Talk:Women's suffrage

Can Kuwait be removed from list of countries not supporting women's suffrage due to their allowance now in the 2007 national election?

Someone started a change yesterday; I've added more today. In 2007, we can drop them from the list entirely. Somone put it on their "things to do" list! :-) Atlant 12:28, 17 May 2005 (UTC)

Can someone clarify the apparent disconnect between 'The earliest country extending...' and the countries listed before Australia? What is the disqualification?

In UK, wasn't the age requirement different for men and women when women were first allowed to vote (age 30 or so)? -- Someone else 21:19 Feb 26, 2003 (UTC)

Where is it called "female suffrage?" I have never heard of this phrase. Do people in England or Australia call it female sufferage? Slrubenstein

Where is it called "woman's suffrage?" I have never heard of this phrase. Do people in England or America call it woman's sufferage? Tannin
I don't know if "female suffrage" passes the google test or not. I get 4200 hits on that phrase, compared to 48300 for "women's suffrage". I agree that as long as female suffrage redirects to women's suffrage, which it currently does, we are fine.

women's (plural), not woman's. While women's suffrage is the most popular phrase online, but ~8% "female suffrage" is sufficient to call for a bolding in the intro, I suspect. Martin

Sorry. The "female suffrage" stub was there in the first place because someone had been looking for that phrase and, not finding it, had added a comment. I turned it into a stub without realising there was already an article under women's suffrage -- I should have known, because that's how I normally refer to it! Deb 23:15 Feb 26, 2003 (UTC)


Wouldn't the list of countries be more illustrative in chronological order? --- Timo Honkasalo 14:46 Feb 27, 2003 (UTC)

I think so :) Martin

The Inter-Parliamentary Union, a highly respected, reliable and serious organization, established in 1889 and now working in close cooperation with the UN, clearly states that full women's suffrage was institued in Australia from 1962. From 1902, women's suffrage was subject to race, where by 'aboriginal natives were not allowed to vote. See also [1] (http://www.wcc2002.asn.au/suffrage.htm) -- Egil 14:52 May 4, 2003 (UTC)

What a load of silly nonsense: tell me, just exactly how were the voting rights of women different from the voting rights of men during the period 1902 - 1962? (Ans: none - they were exactly the same.)

Egil, that is one of the most absurd distinctions I ever heard! Tell me this also: how many women were allowed to vote in ... oh ... let's say Alabama ... in the 1950s? You want to make a point about race, that's fine with me. Do it in a page where it has some shred of relevance.
○ ○ ○ ○
Problems and tasks:
**1.** List each distinct name used to sign a comment on the suffrage talk page.
**2.** Find every line in the records that contains the word "stainless", matching upper and lower case exactly, and copy those lines.

[Stored records]
○ ○ ○ ○
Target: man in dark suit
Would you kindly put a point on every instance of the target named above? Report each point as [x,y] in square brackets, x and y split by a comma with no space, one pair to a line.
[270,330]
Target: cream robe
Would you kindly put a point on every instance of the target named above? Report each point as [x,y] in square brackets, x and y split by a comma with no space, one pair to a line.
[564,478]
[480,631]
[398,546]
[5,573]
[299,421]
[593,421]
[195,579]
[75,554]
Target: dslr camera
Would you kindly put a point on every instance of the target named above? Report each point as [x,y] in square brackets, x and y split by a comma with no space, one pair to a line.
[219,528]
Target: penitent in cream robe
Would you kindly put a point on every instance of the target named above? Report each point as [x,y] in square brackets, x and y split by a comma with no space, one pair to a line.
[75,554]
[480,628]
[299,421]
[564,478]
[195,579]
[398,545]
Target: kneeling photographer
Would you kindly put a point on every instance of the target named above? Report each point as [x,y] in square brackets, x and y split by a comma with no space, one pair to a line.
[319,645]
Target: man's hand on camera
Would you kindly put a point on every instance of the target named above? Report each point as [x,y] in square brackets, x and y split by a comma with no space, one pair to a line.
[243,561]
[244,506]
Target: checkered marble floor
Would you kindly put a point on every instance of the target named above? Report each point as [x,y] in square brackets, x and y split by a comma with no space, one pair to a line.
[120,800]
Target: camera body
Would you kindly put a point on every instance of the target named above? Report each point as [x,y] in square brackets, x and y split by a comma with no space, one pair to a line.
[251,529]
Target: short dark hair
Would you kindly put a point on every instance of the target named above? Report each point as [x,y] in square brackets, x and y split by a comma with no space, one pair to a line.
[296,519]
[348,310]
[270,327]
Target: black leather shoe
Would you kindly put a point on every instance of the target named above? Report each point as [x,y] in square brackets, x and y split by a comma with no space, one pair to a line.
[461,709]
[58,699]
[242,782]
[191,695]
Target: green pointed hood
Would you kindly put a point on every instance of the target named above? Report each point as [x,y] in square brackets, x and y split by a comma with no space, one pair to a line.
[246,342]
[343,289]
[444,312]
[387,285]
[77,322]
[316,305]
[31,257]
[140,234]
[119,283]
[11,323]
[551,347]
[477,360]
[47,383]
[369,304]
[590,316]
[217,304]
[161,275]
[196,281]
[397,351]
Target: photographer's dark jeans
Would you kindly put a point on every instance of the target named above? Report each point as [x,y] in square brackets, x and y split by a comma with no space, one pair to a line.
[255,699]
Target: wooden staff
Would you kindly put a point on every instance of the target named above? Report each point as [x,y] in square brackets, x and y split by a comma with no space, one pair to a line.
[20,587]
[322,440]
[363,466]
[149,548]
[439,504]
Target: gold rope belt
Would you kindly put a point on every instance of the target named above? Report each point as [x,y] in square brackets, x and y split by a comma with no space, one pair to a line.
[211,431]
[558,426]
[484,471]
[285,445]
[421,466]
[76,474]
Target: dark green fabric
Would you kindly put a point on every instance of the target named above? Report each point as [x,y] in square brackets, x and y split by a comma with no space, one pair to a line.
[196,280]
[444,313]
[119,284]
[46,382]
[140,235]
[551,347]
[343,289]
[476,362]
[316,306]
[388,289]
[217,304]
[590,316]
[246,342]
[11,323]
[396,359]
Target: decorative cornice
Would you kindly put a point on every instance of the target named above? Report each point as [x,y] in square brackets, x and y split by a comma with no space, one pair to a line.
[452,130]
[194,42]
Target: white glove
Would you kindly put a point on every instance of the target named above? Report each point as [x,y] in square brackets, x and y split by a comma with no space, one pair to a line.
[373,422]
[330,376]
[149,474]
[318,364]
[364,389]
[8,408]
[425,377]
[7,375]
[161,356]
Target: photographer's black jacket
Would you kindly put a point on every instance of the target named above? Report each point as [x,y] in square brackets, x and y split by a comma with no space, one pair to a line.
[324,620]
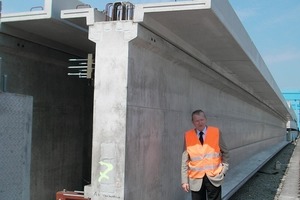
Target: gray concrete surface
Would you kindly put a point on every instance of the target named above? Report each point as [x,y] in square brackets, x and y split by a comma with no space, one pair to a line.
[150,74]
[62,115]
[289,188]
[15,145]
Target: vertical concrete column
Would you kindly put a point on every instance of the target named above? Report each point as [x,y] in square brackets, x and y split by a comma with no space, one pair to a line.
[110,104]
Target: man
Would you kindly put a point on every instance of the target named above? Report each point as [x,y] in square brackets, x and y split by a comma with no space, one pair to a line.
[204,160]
○ ○ ○ ○
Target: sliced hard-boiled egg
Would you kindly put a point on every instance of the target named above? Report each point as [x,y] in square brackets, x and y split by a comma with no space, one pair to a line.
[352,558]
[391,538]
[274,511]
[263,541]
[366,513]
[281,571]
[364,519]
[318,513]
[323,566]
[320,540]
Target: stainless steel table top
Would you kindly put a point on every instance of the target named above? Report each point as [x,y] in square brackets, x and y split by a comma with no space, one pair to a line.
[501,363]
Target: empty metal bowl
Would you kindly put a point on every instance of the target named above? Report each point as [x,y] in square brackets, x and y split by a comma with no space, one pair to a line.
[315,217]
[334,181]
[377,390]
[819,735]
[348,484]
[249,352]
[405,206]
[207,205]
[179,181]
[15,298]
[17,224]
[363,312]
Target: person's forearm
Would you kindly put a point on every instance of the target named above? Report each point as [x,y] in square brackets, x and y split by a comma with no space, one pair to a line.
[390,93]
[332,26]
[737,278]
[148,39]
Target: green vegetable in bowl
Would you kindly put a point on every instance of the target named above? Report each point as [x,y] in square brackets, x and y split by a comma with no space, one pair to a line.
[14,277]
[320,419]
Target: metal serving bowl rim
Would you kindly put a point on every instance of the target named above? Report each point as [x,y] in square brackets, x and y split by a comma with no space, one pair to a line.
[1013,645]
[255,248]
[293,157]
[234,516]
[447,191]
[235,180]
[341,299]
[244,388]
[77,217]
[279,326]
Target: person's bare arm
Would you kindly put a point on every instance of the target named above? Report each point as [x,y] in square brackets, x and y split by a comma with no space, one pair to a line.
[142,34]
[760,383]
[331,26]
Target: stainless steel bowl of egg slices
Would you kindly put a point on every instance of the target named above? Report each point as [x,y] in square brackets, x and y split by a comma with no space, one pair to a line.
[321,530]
○ ○ ○ ○
Expected answers:
**1.**
Atlant
Someone else
Slrubenstein
Tannin
Martin
Deb
Timo Honkasalo
Egil

**2.**
Target: stainless steel table top
Target: stainless steel bowl of egg slices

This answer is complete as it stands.